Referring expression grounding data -
○ ○ ○

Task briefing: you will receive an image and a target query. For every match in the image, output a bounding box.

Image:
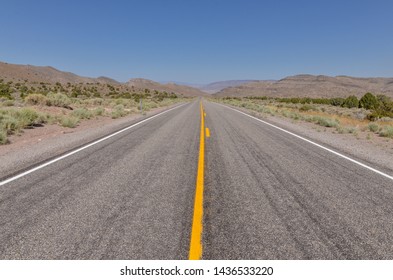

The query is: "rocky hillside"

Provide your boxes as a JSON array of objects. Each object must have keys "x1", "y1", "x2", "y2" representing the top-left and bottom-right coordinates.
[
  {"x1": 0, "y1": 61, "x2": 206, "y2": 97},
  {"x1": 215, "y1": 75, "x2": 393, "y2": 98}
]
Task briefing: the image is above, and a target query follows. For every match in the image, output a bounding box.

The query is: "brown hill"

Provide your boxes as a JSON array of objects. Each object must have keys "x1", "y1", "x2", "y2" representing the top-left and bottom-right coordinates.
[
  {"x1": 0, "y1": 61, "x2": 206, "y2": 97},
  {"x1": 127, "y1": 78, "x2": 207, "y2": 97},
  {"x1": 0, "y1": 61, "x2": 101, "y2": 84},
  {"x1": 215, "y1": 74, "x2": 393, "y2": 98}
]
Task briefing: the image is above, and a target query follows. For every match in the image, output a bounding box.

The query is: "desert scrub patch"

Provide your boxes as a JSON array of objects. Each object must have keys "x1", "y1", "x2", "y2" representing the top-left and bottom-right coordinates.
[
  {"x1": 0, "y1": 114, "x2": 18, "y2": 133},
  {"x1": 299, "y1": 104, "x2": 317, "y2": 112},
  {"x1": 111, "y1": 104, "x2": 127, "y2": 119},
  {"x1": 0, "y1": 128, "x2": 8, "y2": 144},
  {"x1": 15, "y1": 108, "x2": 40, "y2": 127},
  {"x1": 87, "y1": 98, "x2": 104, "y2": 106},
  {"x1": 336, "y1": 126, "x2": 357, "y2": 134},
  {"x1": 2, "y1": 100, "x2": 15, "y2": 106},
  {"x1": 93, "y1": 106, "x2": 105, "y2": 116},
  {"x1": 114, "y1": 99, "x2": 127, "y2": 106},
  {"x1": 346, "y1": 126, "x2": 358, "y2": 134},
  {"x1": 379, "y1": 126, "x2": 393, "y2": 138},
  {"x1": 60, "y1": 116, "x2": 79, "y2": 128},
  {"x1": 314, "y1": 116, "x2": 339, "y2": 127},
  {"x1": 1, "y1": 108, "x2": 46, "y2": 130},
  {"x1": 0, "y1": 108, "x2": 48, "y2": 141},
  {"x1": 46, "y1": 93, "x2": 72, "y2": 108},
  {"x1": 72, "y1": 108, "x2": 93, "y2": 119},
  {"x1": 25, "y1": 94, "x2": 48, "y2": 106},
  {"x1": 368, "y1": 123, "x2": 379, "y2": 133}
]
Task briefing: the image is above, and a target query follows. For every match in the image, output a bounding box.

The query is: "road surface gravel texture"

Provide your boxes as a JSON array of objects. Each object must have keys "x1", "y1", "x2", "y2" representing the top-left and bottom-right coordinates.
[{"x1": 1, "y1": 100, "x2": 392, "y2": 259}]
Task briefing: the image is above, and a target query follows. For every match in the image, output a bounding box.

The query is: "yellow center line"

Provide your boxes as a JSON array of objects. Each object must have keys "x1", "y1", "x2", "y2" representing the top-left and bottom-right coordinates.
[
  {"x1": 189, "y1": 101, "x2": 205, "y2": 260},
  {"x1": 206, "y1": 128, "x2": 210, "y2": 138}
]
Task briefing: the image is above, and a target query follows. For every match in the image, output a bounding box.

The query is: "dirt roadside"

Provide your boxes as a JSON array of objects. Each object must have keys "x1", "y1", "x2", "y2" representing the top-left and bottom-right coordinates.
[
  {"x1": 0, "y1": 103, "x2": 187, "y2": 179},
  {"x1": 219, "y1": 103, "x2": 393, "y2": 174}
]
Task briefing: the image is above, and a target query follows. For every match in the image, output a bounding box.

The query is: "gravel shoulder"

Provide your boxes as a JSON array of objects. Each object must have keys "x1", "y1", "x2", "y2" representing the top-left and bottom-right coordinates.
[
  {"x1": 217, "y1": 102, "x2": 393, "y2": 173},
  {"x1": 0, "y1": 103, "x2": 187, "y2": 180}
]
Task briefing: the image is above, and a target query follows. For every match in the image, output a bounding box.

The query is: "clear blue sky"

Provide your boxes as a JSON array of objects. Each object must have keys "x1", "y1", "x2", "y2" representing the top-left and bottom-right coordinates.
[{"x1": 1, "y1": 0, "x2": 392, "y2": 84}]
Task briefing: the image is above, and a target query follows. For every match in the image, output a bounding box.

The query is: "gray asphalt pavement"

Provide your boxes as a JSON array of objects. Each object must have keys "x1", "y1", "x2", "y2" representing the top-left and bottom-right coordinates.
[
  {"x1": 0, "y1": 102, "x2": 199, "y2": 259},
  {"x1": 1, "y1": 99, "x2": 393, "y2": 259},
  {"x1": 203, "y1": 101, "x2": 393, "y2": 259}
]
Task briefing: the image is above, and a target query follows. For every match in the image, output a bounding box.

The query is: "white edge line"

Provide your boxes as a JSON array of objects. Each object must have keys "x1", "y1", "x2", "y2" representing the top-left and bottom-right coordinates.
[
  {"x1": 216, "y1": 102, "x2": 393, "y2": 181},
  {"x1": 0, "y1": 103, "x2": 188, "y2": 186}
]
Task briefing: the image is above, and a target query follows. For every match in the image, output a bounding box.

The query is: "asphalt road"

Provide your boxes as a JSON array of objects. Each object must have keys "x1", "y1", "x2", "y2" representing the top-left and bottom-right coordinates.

○ ○ ○

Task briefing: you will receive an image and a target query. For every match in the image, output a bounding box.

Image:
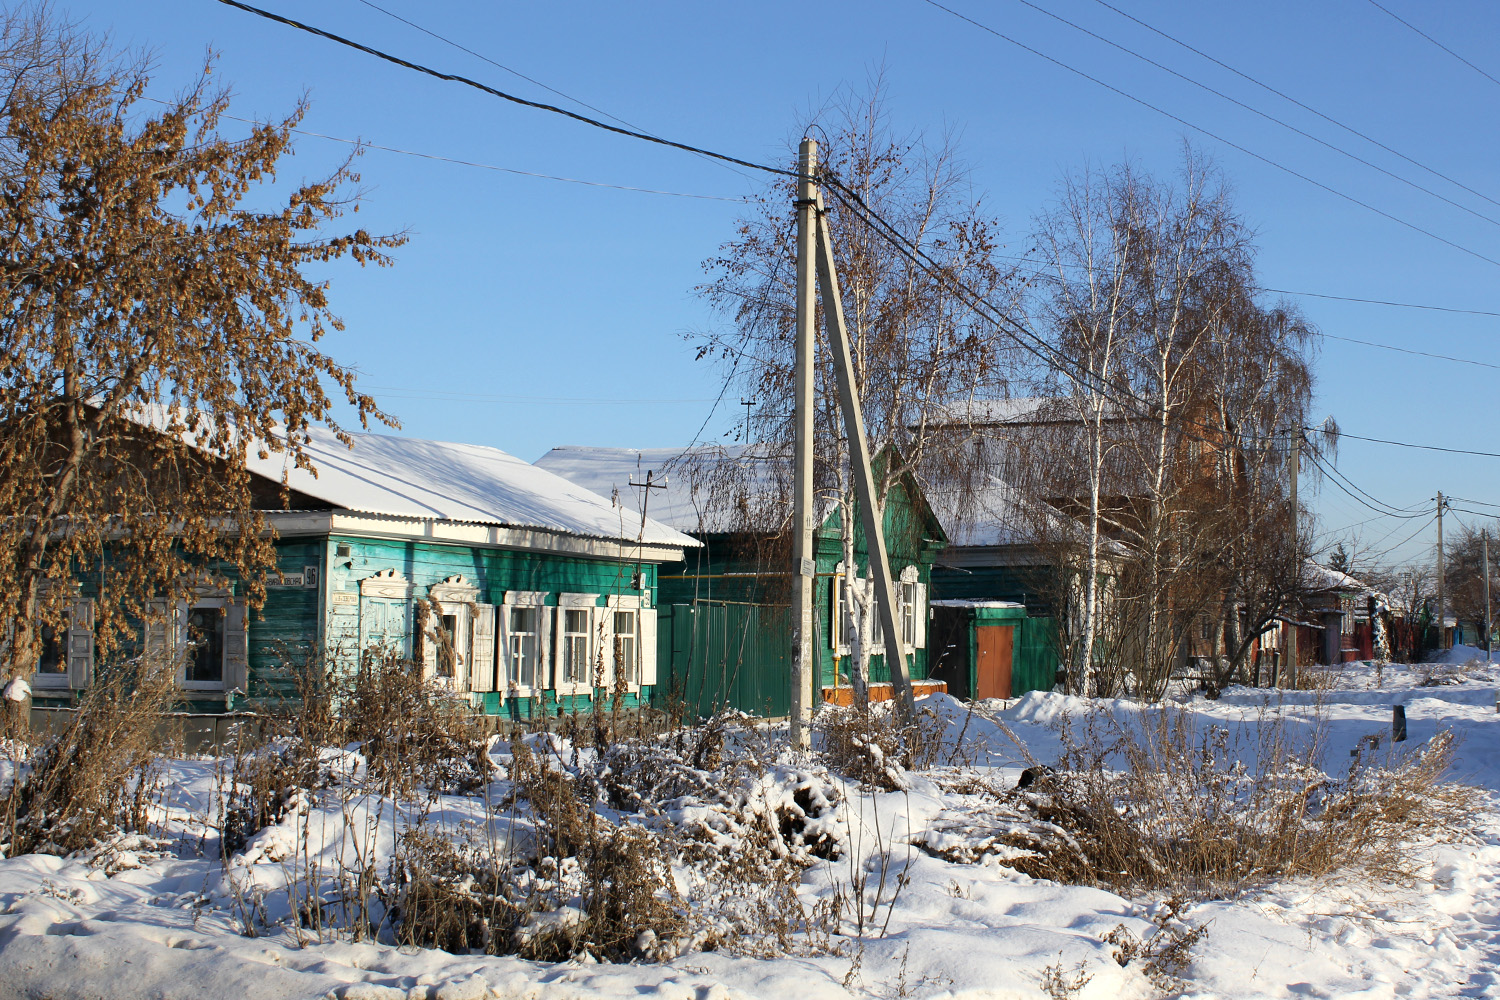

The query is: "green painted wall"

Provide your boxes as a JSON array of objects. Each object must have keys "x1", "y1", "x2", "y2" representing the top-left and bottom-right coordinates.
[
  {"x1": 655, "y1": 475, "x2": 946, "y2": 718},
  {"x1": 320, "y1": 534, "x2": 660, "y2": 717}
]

○ ○ ○

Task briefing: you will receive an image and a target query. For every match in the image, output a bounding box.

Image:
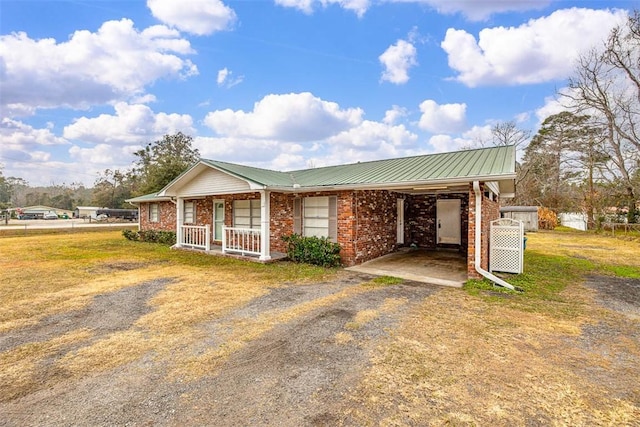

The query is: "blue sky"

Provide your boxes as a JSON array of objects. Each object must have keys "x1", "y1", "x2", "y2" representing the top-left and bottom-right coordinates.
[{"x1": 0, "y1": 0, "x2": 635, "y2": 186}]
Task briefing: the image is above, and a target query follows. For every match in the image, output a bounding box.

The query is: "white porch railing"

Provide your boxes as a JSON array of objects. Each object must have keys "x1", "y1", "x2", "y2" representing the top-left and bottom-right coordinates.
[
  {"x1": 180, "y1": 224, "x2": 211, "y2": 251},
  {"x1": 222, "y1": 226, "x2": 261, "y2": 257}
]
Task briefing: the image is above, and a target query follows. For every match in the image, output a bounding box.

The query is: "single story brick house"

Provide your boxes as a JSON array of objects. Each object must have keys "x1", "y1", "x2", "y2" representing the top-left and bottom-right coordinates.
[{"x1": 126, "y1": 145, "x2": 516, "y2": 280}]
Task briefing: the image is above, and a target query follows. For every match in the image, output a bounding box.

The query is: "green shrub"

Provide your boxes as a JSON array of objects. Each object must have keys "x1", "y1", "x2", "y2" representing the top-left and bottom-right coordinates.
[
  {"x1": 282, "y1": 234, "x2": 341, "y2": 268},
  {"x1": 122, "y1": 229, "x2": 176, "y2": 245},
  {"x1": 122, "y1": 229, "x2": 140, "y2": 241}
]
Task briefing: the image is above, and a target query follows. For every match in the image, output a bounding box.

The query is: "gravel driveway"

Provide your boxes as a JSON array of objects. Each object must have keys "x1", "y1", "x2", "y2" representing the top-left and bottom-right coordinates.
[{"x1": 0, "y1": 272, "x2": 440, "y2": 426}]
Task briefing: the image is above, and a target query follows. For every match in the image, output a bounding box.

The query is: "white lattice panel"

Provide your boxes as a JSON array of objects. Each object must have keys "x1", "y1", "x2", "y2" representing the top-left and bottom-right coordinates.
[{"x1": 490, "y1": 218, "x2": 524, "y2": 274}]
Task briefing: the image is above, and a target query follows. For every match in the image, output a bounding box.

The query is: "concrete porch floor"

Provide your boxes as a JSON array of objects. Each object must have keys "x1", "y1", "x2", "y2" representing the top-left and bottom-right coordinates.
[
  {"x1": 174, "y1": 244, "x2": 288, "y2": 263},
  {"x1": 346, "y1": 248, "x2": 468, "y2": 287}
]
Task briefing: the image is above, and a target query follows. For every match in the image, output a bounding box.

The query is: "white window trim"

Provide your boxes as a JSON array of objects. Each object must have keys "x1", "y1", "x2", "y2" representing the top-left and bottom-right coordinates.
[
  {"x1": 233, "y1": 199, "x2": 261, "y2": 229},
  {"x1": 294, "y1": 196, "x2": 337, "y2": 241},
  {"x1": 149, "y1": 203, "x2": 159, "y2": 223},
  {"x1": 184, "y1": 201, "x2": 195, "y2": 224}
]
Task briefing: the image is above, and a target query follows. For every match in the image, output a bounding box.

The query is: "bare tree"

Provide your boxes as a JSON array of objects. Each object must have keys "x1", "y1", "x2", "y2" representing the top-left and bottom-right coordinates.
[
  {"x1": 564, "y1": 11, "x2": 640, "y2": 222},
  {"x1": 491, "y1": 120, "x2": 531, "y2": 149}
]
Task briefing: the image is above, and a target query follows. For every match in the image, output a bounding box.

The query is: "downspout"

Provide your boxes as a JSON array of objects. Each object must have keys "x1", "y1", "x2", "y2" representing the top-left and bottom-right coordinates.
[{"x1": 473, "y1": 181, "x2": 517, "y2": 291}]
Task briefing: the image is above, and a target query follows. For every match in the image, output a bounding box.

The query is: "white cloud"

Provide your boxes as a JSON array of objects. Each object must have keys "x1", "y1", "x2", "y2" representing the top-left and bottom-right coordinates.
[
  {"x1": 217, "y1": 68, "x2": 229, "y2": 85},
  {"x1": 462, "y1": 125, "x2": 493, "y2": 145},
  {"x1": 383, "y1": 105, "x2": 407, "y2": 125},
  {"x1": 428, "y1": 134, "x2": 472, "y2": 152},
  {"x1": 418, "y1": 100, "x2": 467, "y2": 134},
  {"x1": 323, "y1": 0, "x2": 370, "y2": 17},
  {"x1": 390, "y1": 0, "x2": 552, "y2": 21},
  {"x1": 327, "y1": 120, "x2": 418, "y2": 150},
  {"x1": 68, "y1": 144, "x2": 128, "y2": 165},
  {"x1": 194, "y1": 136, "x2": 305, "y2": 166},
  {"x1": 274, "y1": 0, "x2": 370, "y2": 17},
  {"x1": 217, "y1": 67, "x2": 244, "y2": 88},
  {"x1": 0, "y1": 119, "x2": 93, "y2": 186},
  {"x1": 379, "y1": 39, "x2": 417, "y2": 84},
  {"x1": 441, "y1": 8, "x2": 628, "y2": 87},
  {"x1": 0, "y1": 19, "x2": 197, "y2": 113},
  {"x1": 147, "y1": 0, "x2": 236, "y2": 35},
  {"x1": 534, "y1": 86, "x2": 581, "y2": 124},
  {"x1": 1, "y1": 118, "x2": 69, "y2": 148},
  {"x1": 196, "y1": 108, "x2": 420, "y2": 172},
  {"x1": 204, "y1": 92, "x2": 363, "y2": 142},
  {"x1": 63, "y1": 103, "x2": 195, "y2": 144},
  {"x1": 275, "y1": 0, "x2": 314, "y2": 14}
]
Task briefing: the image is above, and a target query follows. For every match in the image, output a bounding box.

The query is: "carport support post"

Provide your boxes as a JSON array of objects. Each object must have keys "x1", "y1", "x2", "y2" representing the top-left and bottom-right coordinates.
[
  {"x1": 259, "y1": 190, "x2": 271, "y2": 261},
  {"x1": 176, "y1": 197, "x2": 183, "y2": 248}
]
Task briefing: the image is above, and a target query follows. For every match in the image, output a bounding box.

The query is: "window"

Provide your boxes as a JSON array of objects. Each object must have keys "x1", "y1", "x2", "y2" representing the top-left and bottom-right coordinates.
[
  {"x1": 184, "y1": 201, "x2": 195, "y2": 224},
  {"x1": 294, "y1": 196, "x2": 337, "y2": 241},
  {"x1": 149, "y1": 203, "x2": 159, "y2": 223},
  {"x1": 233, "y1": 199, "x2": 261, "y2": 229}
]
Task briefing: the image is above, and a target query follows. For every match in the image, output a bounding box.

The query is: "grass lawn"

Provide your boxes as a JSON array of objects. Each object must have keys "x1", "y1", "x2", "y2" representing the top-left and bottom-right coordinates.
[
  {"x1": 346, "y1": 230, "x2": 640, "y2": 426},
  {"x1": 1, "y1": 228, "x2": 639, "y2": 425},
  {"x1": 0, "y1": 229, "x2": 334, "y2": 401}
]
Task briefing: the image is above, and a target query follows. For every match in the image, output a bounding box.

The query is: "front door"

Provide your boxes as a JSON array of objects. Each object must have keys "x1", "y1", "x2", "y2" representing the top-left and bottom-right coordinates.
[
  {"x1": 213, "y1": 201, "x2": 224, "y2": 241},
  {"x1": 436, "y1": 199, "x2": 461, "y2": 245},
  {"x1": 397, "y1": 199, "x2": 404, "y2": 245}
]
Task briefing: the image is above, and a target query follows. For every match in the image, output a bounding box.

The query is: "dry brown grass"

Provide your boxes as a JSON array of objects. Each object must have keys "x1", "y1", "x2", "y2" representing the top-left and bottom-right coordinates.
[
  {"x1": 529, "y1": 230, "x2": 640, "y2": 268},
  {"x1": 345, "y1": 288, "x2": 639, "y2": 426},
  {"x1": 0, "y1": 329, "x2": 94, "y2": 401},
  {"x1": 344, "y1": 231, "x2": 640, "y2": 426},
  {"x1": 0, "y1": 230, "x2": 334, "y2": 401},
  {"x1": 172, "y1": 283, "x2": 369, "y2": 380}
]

○ ○ ○

Assignment - Count how many lines of the entries include the string "blue". The number is the entire answer.

Output for this exercise - 2